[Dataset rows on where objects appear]
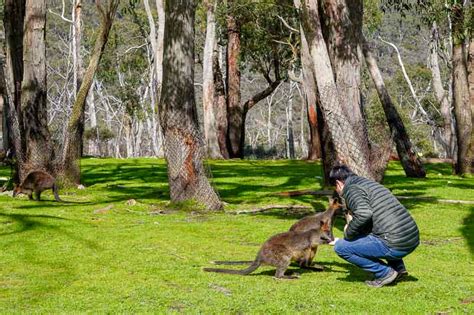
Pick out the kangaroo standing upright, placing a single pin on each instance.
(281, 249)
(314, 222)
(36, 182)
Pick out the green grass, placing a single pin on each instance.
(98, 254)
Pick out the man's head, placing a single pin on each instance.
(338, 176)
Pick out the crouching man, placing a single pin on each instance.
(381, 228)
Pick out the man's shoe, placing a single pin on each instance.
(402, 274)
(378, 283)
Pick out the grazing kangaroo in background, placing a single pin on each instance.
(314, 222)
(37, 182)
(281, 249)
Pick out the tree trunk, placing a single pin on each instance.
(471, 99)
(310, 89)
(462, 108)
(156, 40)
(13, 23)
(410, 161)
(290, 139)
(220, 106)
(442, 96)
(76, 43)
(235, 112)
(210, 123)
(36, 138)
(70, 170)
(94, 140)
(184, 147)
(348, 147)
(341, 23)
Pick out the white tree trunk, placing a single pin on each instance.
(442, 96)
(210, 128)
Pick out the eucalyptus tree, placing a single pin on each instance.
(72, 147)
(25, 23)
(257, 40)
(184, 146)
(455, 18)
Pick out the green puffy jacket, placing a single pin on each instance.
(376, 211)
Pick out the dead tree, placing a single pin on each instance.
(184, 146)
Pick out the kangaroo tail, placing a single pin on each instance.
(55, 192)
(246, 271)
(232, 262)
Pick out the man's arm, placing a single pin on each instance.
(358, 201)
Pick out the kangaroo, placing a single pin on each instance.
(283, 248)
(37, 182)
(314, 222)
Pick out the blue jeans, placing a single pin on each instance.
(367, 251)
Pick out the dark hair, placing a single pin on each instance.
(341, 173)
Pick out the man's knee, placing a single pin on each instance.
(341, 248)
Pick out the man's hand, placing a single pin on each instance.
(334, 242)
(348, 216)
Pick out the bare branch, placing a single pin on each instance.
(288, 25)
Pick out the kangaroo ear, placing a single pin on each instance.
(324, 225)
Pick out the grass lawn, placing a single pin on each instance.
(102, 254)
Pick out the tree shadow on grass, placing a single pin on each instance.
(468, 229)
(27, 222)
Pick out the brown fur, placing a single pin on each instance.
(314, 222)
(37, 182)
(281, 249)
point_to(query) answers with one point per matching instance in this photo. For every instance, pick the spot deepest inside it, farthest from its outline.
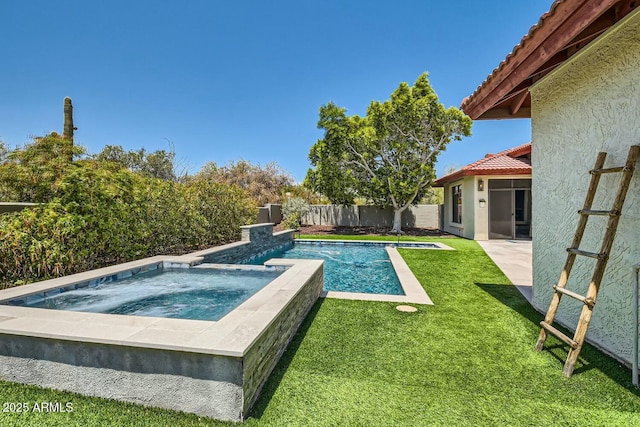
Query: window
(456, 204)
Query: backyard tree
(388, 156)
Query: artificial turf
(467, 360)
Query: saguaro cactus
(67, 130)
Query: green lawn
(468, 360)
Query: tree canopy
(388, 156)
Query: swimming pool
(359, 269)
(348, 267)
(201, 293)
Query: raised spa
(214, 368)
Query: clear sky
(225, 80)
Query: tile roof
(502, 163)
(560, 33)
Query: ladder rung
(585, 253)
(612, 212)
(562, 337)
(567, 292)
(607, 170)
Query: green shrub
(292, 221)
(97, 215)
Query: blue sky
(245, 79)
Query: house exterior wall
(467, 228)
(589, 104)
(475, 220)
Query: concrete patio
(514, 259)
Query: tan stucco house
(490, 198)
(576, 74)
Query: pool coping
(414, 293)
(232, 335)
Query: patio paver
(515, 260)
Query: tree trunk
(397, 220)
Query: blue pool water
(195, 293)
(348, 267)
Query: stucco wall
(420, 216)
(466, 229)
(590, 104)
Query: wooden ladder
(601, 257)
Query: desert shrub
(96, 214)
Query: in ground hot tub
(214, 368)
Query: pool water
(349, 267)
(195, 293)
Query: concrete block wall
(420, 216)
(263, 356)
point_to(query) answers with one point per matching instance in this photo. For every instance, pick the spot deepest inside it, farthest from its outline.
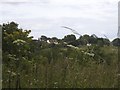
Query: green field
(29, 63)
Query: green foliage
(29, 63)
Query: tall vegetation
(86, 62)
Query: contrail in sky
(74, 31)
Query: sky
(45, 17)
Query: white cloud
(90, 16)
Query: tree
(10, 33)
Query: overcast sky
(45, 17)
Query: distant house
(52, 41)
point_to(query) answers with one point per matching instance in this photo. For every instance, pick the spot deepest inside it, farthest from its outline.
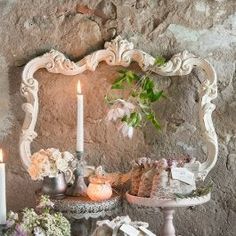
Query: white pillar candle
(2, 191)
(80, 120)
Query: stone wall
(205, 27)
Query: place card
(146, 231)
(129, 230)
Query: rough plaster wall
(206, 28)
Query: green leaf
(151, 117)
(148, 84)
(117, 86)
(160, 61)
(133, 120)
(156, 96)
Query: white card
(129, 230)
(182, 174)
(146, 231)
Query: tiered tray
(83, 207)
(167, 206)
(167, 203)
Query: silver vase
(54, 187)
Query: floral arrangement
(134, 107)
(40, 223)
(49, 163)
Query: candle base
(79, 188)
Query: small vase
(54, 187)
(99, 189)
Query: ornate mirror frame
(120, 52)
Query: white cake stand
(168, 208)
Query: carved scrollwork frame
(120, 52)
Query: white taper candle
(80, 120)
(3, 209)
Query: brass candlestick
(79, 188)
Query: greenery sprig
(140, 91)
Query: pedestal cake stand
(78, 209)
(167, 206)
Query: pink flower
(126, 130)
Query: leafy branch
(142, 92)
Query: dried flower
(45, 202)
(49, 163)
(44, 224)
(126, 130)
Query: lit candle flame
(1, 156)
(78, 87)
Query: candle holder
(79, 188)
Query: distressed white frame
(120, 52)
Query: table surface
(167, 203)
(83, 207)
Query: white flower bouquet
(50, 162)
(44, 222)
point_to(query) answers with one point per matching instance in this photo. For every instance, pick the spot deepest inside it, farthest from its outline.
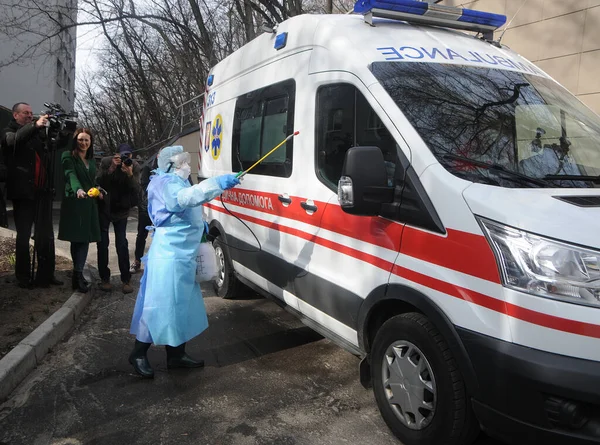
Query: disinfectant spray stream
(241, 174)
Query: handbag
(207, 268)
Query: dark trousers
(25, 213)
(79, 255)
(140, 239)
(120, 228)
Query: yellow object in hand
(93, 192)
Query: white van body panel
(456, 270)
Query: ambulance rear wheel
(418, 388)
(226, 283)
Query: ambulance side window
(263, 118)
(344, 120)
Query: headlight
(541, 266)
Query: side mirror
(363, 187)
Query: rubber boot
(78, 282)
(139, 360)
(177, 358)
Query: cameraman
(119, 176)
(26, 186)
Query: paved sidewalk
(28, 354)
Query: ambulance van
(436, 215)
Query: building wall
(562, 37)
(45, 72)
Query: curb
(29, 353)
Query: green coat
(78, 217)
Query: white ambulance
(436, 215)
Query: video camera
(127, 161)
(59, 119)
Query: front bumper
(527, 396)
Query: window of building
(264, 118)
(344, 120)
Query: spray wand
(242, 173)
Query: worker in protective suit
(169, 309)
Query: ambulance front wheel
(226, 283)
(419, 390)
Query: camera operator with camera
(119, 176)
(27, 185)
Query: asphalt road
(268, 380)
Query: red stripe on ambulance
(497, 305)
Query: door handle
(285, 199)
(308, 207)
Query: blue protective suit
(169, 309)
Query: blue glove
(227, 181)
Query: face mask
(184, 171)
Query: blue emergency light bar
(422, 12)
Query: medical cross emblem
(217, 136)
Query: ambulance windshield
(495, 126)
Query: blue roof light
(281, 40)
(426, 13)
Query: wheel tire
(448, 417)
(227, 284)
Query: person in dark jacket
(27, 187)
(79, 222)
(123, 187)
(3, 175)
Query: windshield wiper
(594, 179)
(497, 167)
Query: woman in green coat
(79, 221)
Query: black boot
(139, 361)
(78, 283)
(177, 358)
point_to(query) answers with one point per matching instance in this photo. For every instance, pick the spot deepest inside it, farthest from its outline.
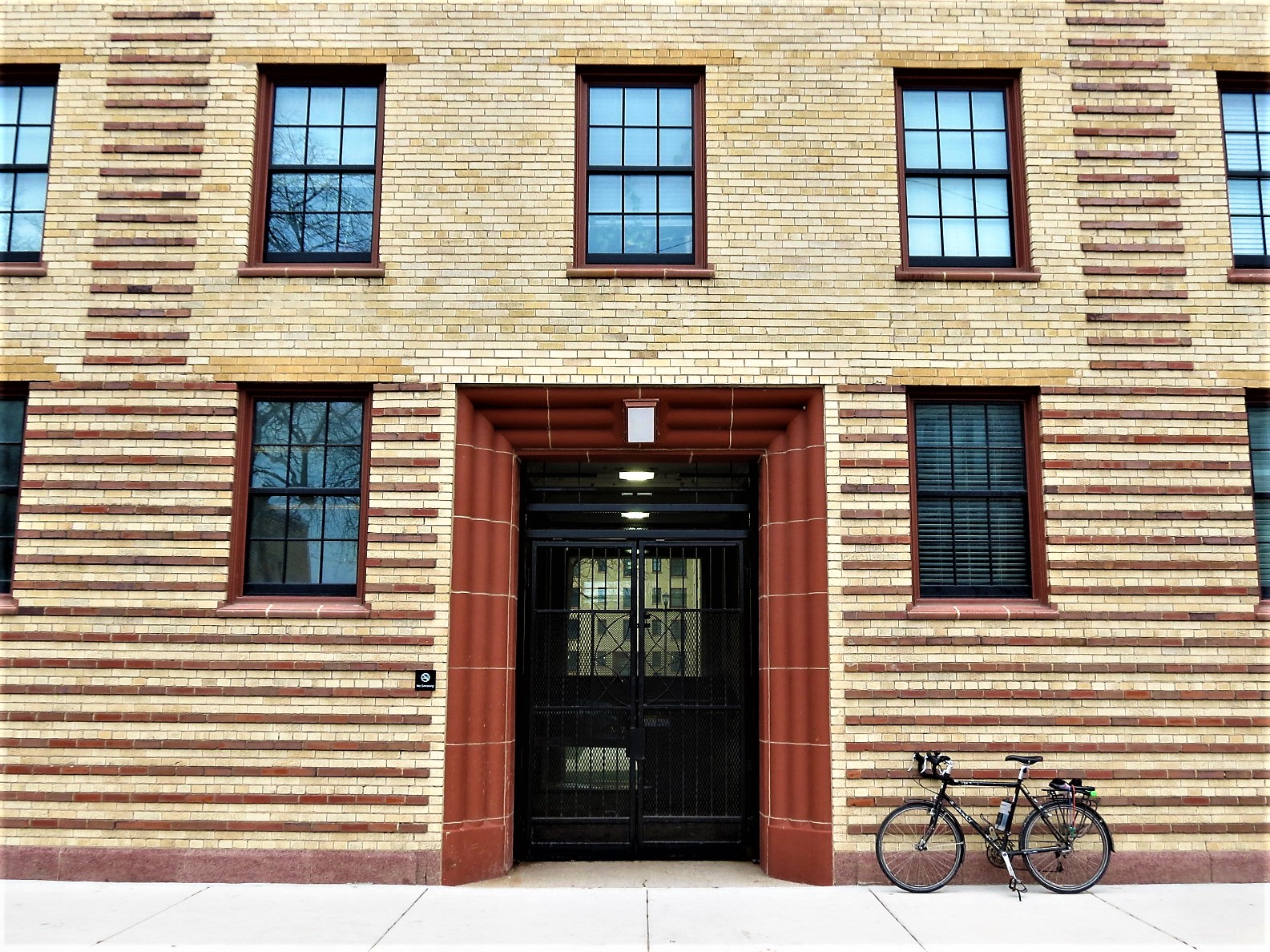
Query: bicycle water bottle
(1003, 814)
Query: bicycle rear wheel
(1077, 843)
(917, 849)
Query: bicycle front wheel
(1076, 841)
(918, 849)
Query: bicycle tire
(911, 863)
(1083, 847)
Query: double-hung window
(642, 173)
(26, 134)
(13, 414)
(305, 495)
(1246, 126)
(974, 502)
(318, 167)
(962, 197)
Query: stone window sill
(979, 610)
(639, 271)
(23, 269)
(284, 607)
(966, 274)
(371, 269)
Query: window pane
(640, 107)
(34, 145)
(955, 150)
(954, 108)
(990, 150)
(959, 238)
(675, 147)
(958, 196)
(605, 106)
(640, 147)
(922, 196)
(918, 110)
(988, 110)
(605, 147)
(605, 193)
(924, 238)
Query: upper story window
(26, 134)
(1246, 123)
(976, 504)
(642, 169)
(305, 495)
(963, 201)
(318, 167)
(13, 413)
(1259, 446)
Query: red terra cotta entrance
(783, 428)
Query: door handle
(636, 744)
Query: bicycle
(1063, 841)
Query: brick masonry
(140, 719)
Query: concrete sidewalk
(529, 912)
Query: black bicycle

**Problem**
Rewrite everything from the line containing "Query: brick masonry" through the end of the material, replacing "concrete" with "paved" and leaving all else unchanged.

**Solved exercise**
Query: brick masonry
(140, 719)
Query: paved sidewalk
(529, 912)
Query: black bicycle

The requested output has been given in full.